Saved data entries
-------------------------
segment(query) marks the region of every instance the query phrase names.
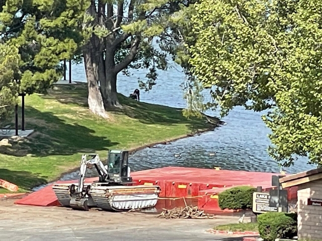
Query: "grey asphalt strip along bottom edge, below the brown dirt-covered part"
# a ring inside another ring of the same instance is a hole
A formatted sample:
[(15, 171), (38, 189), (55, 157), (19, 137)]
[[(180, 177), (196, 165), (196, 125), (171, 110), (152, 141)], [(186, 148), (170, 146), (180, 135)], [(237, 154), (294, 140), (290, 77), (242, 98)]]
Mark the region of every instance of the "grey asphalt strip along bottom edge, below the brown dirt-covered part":
[(53, 240), (242, 240), (241, 237), (219, 236), (205, 232), (180, 230), (176, 227), (169, 228), (128, 228), (128, 229), (109, 229), (109, 228), (91, 228), (91, 229), (73, 229), (61, 228), (52, 230), (28, 230), (18, 228), (14, 231), (2, 231), (1, 240), (33, 240), (33, 241), (53, 241)]

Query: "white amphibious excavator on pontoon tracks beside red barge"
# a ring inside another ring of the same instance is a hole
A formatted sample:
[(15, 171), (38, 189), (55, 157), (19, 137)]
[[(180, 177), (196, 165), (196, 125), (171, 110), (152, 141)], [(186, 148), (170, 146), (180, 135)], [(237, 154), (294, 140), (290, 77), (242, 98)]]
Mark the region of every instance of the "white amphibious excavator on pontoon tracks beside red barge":
[[(84, 154), (79, 169), (78, 183), (56, 183), (52, 189), (62, 206), (89, 210), (127, 211), (154, 207), (160, 192), (159, 186), (133, 185), (128, 165), (128, 151), (108, 151), (107, 165), (98, 154)], [(88, 167), (94, 166), (99, 180), (85, 183)]]

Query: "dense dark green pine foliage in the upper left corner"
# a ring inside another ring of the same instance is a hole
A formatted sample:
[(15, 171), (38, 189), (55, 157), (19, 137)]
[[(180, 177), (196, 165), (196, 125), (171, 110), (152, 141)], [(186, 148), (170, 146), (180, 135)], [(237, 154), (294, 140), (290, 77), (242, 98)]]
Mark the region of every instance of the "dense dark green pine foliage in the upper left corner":
[(19, 92), (43, 93), (61, 78), (60, 61), (83, 40), (74, 31), (83, 8), (75, 0), (0, 1), (1, 113), (10, 112)]

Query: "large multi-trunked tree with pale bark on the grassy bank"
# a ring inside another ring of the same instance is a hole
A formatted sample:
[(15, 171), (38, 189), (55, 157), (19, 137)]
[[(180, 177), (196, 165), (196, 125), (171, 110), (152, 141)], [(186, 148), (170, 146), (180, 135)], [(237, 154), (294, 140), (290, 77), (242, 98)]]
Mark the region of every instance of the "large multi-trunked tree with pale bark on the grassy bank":
[(166, 53), (157, 49), (159, 39), (171, 38), (172, 16), (187, 4), (185, 0), (91, 1), (84, 20), (83, 55), (94, 113), (105, 116), (104, 107), (121, 107), (117, 75), (129, 75), (130, 68), (149, 69), (148, 81), (140, 82), (140, 88), (151, 89), (156, 70), (167, 68)]

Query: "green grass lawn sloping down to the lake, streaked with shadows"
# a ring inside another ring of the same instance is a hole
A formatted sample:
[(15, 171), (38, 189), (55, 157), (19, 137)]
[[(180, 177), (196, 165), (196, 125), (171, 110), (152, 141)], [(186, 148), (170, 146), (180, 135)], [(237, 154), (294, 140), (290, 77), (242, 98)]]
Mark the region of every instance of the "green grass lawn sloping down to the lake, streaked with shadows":
[[(26, 96), (26, 129), (35, 133), (0, 146), (0, 178), (24, 192), (78, 167), (84, 153), (106, 158), (107, 149), (131, 150), (209, 128), (204, 119), (187, 119), (179, 108), (121, 94), (119, 100), (123, 109), (109, 111), (106, 120), (88, 110), (86, 84), (56, 85), (47, 95)], [(9, 123), (14, 124), (14, 117), (1, 125)]]

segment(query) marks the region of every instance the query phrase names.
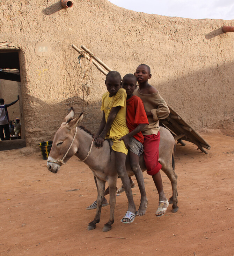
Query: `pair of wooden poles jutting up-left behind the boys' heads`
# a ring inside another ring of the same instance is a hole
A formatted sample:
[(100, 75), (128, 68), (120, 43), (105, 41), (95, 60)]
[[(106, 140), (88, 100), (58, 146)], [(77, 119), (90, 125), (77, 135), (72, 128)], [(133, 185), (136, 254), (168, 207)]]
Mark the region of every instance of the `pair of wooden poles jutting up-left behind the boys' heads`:
[[(112, 71), (111, 68), (109, 68), (107, 65), (105, 65), (105, 63), (103, 61), (101, 61), (100, 59), (98, 59), (95, 54), (93, 54), (88, 48), (86, 48), (85, 46), (81, 45), (81, 48), (83, 50), (80, 50), (78, 47), (76, 47), (75, 45), (72, 45), (72, 47), (80, 54), (80, 57), (86, 58), (87, 60), (90, 61), (90, 63), (93, 63), (98, 70), (100, 70), (104, 75), (107, 75), (108, 72)], [(100, 65), (101, 66), (100, 66)], [(107, 70), (107, 71), (105, 71)]]

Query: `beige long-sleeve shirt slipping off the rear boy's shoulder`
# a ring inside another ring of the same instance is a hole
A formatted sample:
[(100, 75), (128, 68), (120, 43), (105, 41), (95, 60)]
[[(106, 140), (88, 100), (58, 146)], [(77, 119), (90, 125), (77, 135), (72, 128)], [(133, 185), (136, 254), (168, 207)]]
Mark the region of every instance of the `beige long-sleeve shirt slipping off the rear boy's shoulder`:
[(170, 114), (167, 103), (163, 100), (158, 92), (152, 94), (143, 94), (136, 89), (133, 94), (141, 98), (144, 103), (145, 112), (152, 113), (152, 116), (147, 116), (149, 124), (141, 131), (142, 134), (158, 134), (159, 119), (165, 119)]

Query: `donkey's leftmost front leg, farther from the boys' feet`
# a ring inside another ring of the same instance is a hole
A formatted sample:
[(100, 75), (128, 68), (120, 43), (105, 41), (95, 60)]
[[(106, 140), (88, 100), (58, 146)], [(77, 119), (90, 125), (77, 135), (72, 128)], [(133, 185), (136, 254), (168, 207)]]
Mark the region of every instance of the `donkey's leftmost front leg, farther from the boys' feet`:
[(105, 190), (105, 181), (97, 178), (97, 210), (95, 218), (92, 222), (88, 224), (87, 230), (92, 230), (96, 228), (96, 223), (100, 221), (101, 209), (102, 209), (102, 201), (104, 198), (104, 190)]

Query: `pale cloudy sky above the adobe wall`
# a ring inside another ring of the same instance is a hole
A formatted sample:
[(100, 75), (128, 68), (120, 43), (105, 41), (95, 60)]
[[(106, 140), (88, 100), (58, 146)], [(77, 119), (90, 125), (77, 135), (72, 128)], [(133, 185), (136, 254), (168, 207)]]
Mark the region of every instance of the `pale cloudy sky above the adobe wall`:
[(233, 0), (109, 0), (136, 12), (191, 19), (234, 19)]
-------------------------
** WORK ORDER **
Copy every line of the data exactly as written, excluding the pictures.

** RESULT **
segment(query) marks the region of every instance the query phrase names.
Query: "grey asphalt strip along bottom edge, below the brown dirt-covered part"
# a ring inside another ring of the same instance is a hole
A formatted sample:
[(15, 171), (38, 189), (55, 157), (19, 137)]
[[(180, 177), (196, 165), (196, 125), (171, 110), (152, 141)], [(186, 148), (170, 146), (180, 135)], [(237, 154), (294, 140), (290, 77), (242, 98)]]
Mark the region of every instance of the "grey asphalt strip along bottom edge, below the brown dirt-covered part":
[(53, 240), (242, 240), (241, 237), (219, 236), (205, 232), (180, 230), (176, 227), (169, 228), (128, 228), (128, 229), (109, 229), (109, 228), (91, 228), (91, 229), (73, 229), (61, 228), (52, 230), (28, 230), (18, 228), (14, 231), (2, 231), (1, 240), (33, 240), (33, 241), (53, 241)]

Query: "white amphibious excavator on pontoon tracks beside red barge"
# a ring inside another ring of the same instance is a hole
A formatted sample:
[(15, 171), (38, 189), (55, 157), (19, 137)]
[[(180, 177), (196, 165), (196, 125), (171, 110), (152, 141)], [(186, 148), (170, 146), (180, 135)], [(237, 154), (294, 140), (290, 77), (242, 98)]]
Mark the region of every instance of the "white amphibious excavator on pontoon tracks beside red barge":
[[(84, 154), (79, 169), (78, 183), (56, 183), (52, 189), (62, 206), (89, 210), (127, 211), (154, 207), (160, 192), (159, 186), (133, 185), (128, 165), (128, 151), (108, 151), (107, 165), (98, 154)], [(88, 167), (94, 166), (99, 180), (85, 183)]]

Query: "dense dark green pine foliage in the upper left corner"
# a ring inside another ring of the same instance is a hole
A formatted sample:
[(15, 171), (38, 189), (55, 157), (19, 137)]
[[(180, 177), (196, 165), (196, 125), (171, 110), (152, 141)], [(186, 148), (170, 146), (180, 135)], [(237, 154), (294, 140), (290, 77), (242, 98)]]
Mark the region of every instance of the "dense dark green pine foliage in the upper left corner":
[(19, 92), (43, 93), (61, 78), (60, 61), (83, 40), (74, 31), (83, 8), (75, 0), (0, 1), (1, 113), (10, 112)]

Query: "large multi-trunked tree with pale bark on the grassy bank"
# a ring inside another ring of the same instance is a hole
A formatted sample:
[(15, 171), (38, 189), (55, 157), (19, 137)]
[[(180, 177), (196, 165), (196, 125), (171, 110), (152, 141)], [(186, 148), (170, 146), (180, 135)], [(237, 154), (294, 140), (290, 77), (242, 98)]]
Mark the region of every instance of the "large multi-trunked tree with pale bark on the grassy bank":
[(166, 53), (157, 49), (159, 39), (171, 38), (172, 16), (187, 4), (185, 0), (91, 1), (84, 20), (83, 55), (94, 113), (105, 116), (104, 107), (121, 107), (117, 75), (129, 75), (130, 68), (149, 69), (148, 81), (140, 82), (140, 88), (151, 89), (156, 70), (167, 68)]

Query: "green grass lawn sloping down to the lake, streaked with shadows"
# a ring inside another ring of the same instance is a hole
A formatted sample:
[(15, 171), (38, 189), (55, 157), (19, 137)]
[[(180, 177), (196, 165), (196, 125), (171, 110), (152, 141)], [(186, 148), (170, 146), (180, 135)], [(237, 154), (294, 140), (290, 77), (242, 98)]]
Mark the region of every instance of the "green grass lawn sloping down to the lake, streaked with shadows":
[[(26, 96), (26, 129), (35, 133), (0, 146), (0, 178), (24, 192), (78, 167), (84, 153), (106, 158), (107, 149), (131, 150), (209, 128), (204, 119), (187, 119), (179, 108), (121, 94), (119, 100), (123, 109), (109, 111), (106, 120), (88, 110), (86, 84), (56, 85), (47, 95)], [(9, 123), (14, 124), (14, 117), (1, 125)]]

segment(query) marks the region of every instance the query phrase names.
Query: `pair of wooden poles jutting up-left behind the boys' heads`
# a ring inside another ring of the same instance is a hole
A formatted sample:
[(100, 75), (128, 68), (120, 43), (105, 41), (95, 60)]
[[(106, 140), (88, 100), (58, 146)], [(77, 119), (90, 125), (77, 135), (72, 128)], [(133, 185), (136, 254), (168, 207)]]
Mark the region of every instance of the `pair of wooden poles jutting up-left behind the boys' heads`:
[[(112, 71), (111, 68), (109, 68), (107, 65), (105, 65), (105, 63), (103, 61), (101, 61), (100, 59), (98, 59), (95, 54), (93, 54), (88, 48), (86, 48), (85, 46), (81, 45), (81, 48), (83, 50), (80, 50), (78, 47), (76, 47), (75, 45), (72, 45), (72, 47), (80, 54), (80, 57), (86, 58), (87, 60), (90, 61), (90, 63), (93, 63), (98, 70), (100, 70), (104, 75), (107, 75), (108, 72)], [(100, 65), (101, 66), (100, 66)], [(107, 70), (107, 71), (105, 71)]]

Query: `beige long-sleeve shirt slipping off the rear boy's shoulder`
# a ring inside another ring of the same instance is a hole
A formatted sample:
[(100, 75), (128, 68), (120, 43), (105, 41), (95, 60)]
[[(106, 140), (88, 100), (58, 146)], [(77, 119), (90, 125), (77, 135), (72, 128)], [(133, 185), (136, 254), (168, 207)]]
Mark the region of every instance of the `beige long-sleeve shirt slipping off the rear boy's shoulder`:
[(170, 114), (167, 103), (163, 100), (158, 92), (152, 94), (143, 94), (136, 89), (133, 94), (141, 98), (144, 103), (145, 112), (152, 113), (152, 116), (147, 116), (149, 124), (141, 131), (142, 134), (158, 134), (159, 119), (165, 119)]

Query: `donkey's leftmost front leg, farther from the boys' feet`
# a ring inside another ring of the same instance is a hole
A formatted sample:
[(100, 75), (128, 68), (120, 43), (105, 41), (95, 60)]
[[(106, 140), (88, 100), (58, 146)], [(77, 119), (90, 125), (77, 135), (72, 128)], [(133, 185), (136, 254), (168, 207)]]
Mark the region of every instance of the `donkey's leftmost front leg, farther from the boys' feet`:
[(105, 190), (105, 181), (97, 178), (97, 210), (95, 218), (92, 222), (88, 224), (87, 230), (92, 230), (96, 228), (96, 223), (100, 221), (101, 209), (102, 209), (102, 201), (104, 198), (104, 190)]

Query: `pale cloudy sky above the adobe wall`
# a ring inside another ring of the same instance is a hole
A formatted sample:
[(100, 75), (128, 68), (120, 43), (105, 41), (95, 60)]
[[(106, 140), (88, 100), (58, 146)], [(77, 119), (90, 125), (77, 135), (72, 128)], [(133, 185), (136, 254), (168, 207)]]
Mark the region of every instance of the `pale cloudy sky above the adobe wall`:
[(233, 0), (109, 0), (136, 12), (191, 19), (234, 19)]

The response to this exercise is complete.